◆ Exercise description
Write out all of the entries below word for word.

◆ Information shown
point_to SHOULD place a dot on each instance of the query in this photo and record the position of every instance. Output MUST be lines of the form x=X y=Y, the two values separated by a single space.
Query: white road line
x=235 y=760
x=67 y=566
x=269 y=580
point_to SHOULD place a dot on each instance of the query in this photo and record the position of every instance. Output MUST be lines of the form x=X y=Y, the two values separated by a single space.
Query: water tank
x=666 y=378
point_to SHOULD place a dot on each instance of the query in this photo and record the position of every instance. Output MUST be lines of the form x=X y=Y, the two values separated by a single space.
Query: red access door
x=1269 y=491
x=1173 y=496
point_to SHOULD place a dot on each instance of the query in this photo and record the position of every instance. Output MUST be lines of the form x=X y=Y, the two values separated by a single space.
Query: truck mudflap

◆ Task output
point_to SHOULD place a dot on each instance of the query in this photo and record the position of every instance. Output MUST be lines of the form x=X y=Y, the two values separated by a single space.
Query: white road line
x=235 y=760
x=67 y=566
x=269 y=580
point_to SHOULD place a dot on each instance of the query in this photo and record the position of every instance. Output MUST be lines of the form x=X y=Y, the two values separated by a single space.
Query: water tank
x=666 y=378
point_to SHOULD place a dot on each instance of the query in this photo and record the position of every instance. Output MUST be lines of the form x=X y=Y, the two values separated by a single space.
Query: red access door
x=1269 y=491
x=1173 y=496
point_to SHOULD place a dot on each instance of the query in this photo and record the position of every instance. Output MUST be lines of the form x=X y=Y, the two values separated by a single space.
Query: truck mudflap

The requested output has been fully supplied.